## What the task requires
Tally the lines in the material below that contain the word "distant", and reply with the count alone.
── Supplied records ──
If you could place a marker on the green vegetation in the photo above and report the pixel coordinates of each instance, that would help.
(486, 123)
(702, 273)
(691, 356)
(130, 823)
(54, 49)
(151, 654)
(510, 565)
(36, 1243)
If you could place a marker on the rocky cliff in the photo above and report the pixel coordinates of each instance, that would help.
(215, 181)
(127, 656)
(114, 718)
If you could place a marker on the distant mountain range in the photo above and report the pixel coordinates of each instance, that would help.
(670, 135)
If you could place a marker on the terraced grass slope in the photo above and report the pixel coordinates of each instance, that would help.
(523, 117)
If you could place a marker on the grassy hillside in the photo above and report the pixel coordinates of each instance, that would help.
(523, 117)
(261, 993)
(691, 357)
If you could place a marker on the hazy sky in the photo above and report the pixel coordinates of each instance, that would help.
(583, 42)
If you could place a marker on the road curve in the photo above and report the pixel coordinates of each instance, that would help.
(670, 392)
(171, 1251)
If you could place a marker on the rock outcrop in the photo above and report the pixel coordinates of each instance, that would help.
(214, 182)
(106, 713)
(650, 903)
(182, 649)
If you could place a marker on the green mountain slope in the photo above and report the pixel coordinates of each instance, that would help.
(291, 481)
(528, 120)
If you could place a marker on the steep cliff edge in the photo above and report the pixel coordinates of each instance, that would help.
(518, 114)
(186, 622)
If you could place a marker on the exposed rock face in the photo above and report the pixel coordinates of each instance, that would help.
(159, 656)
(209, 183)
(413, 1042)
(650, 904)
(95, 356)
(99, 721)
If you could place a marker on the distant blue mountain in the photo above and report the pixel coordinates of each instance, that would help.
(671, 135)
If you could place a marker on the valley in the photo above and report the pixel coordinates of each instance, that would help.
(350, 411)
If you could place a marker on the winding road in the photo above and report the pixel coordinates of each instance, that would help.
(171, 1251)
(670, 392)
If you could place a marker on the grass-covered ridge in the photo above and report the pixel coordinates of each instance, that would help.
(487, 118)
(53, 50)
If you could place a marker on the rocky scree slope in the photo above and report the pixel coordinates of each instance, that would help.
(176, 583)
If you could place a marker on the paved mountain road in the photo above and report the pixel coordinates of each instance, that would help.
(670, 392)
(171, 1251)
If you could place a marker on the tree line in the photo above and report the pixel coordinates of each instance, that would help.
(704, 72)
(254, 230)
───
── Supplied records ──
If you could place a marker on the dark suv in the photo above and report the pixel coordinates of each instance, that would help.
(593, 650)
───
## Solution to the exercise
2